▶ **What to work on**
A. From the breast cancer screening article, copy out everything from "Between 2004 and" down to "mammograms, or not?".
B. Extend the article on breast self-examinations and mammograms beyond its final sentence.

▶ **Passage provided**
------
Breast Self-Examinations, Mammograms Both Important

Between 2004 and 2008, 632 women in Baltimore County were diagnosed with breast cancer.

Recent trends in breast cancer detection have wavered. To perform breast self-exams, or not? To get mammograms, or not?

The worry about breast self-exams is that they may skew results into too many false-positive tests. Some who recommend fewer mammograms have suggested that over-screening leads to unnecessary invasive tests and undue anxiety.

However, the 2011 Breast Cancer Symposium of the American Society of Clinical Oncology overwhelmingly supports these preventive measures. The American Cancer Society agrees.

“While there has been ongoing debate about when and how breast cancer screening should occur, this study validates that women who undergo regular mammography screening present at earlier stages and often require less aggressive treatment than those who do not,” said Dr. Jamie Caughran, medical director of the Comprehensive Breast Center at the Lacks Cancer Center in Grand Rapids, MI.

Dr. Michael Schultz, head of The Breast Center at St. Joseph Medical Center in Towson, said if a lump is detected at the first stage of breast cancer, the survival rate is 100 percent.

"If you have health care available and you can get a mammogram once a year, you should start at age 40," Schultz said. "The earlier the diagnosis, the better the outcomes."

Dr. Rosanne Newell, director of the Solomon Katz Breast Center at Sound Shore Medical Center in New Rochelle, Caughran, who helped lead the research team for a recent study on mammography said women should use both methods for detection. High-risk patients should seek advice from their doctors about the age for and frequency of tests.

The Michigan study, completed this year with data from nearly 6,000 women with breast cancer, counters guidelines by the U.S. Preventive Services Task Force, which recommends generally that women get mammograms every two years beginning at age 50. The USPSTF notes that screenings should be determined on an individual basis.
------
▶ **Data**
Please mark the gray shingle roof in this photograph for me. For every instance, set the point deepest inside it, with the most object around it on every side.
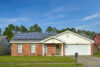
(32, 36)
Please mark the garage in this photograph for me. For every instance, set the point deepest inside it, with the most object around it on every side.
(82, 49)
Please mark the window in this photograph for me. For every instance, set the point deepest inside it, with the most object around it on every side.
(19, 48)
(33, 48)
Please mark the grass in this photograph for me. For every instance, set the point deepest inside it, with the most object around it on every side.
(39, 65)
(35, 59)
(97, 55)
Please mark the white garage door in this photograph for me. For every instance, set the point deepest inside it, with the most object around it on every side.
(80, 49)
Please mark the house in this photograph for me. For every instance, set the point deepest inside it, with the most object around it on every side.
(96, 39)
(4, 45)
(50, 44)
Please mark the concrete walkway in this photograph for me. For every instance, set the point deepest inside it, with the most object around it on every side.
(89, 61)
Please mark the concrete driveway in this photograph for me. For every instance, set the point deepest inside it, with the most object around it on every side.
(89, 61)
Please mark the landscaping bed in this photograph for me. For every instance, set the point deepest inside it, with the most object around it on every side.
(35, 59)
(97, 55)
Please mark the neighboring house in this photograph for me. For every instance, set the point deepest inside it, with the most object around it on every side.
(50, 44)
(4, 45)
(96, 39)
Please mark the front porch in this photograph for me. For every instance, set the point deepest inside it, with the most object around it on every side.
(53, 47)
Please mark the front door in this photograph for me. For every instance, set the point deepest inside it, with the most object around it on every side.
(57, 49)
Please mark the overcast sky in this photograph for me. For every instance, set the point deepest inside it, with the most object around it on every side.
(80, 14)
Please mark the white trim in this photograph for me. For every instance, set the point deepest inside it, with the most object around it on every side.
(24, 42)
(43, 49)
(43, 41)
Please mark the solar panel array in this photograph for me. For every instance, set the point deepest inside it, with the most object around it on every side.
(32, 36)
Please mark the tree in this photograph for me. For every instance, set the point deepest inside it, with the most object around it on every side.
(49, 29)
(23, 29)
(8, 32)
(35, 28)
(0, 32)
(11, 26)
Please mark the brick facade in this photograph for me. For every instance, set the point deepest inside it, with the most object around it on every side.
(26, 50)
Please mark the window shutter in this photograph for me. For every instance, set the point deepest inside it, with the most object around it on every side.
(19, 48)
(33, 48)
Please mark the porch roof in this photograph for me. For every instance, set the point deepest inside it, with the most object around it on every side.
(52, 40)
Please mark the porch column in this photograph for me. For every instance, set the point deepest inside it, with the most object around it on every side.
(62, 50)
(43, 49)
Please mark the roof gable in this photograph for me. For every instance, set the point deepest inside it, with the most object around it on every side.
(64, 38)
(32, 36)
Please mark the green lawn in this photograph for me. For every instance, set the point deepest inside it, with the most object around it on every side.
(39, 65)
(97, 55)
(35, 59)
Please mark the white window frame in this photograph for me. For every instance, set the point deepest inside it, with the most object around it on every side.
(19, 48)
(33, 48)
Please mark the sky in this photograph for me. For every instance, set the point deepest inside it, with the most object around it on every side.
(79, 14)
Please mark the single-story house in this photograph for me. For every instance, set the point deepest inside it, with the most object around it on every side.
(96, 43)
(4, 45)
(50, 44)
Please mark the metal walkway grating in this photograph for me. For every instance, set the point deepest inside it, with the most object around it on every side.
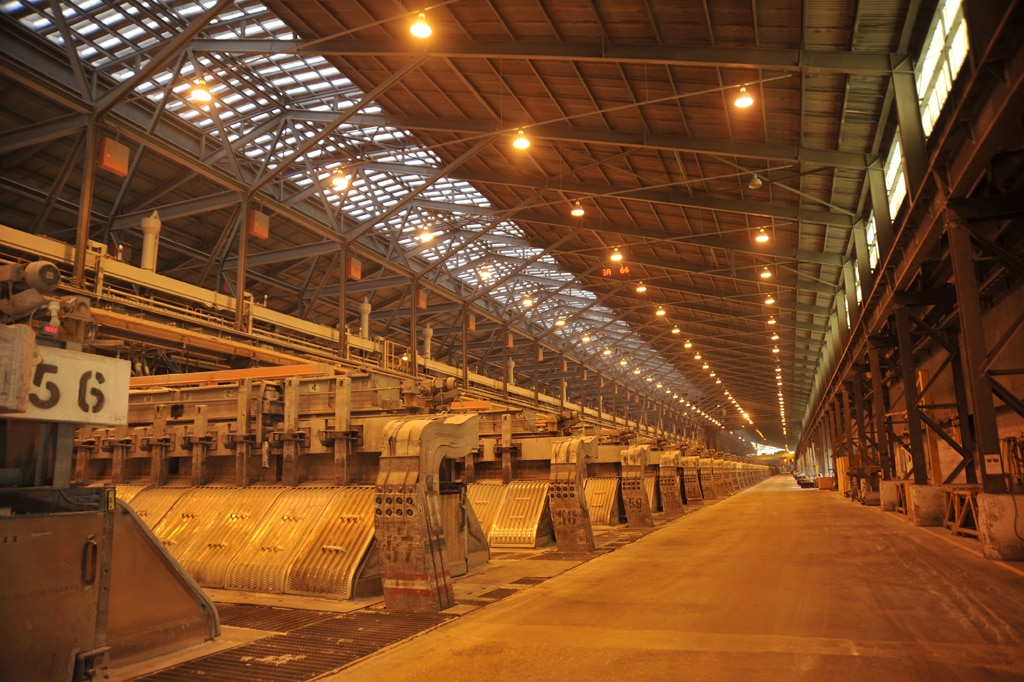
(304, 653)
------
▶ **Answers given**
A.
Between 2004 and 2008, 632 women in Baltimore County were diagnosed with breast cancer.

Recent trends in breast cancer detection have wavered. To perform breast self-exams, or not? To get mammograms, or not?

B.
Among other findings in the Michigan study:

  • Breast cancer in women younger than 50 was more likely to be detected first by feel than by mammography. Of the women whose tumors were found by feel, 40 percent were younger than 50.
  • Overall, 65 percent of the breast cancer cases were detected by mammography, while 30 percent were detected by feel and the other 5 percent by other methods.
  • For women diagnosed with breast cancer before age 50, 49 percent of the cases were detected by mammogram. Of those, 18 percent were Stage 2, and 4 percent were Stage 3.
  • For women diagnosed with breast cancer before age 50, 46 percent of the cases were detected by feel. Of those, 50 percent were Stage 2, and 17 percent were Stage 3.
  • For women over 50, 81 percent of breast cancers are detected through mammography.

In 2011, ASCO predicts 230,480 new cases of breast cancer for women, 2,140 for men, and 57,650 non-invasive cases. About one in eight women will develop breast cancer, according to ASCO.

A report from the National Cancer Institute states that 632 women in Baltimore County were diagnosed with breast cancer between 2004 and 2008. The state of Maryland had 3,921 diagnoses overall.

The institute further notes that, on average between 2003 and 2007, 132 women in Baltimore County died from breast cancer each year. In Maryland, the average during that time period is 822 women.

“Women of all ages presented with palpable tumors, highlighting the use of self-breast exam as an important public health measure,” Caughran said.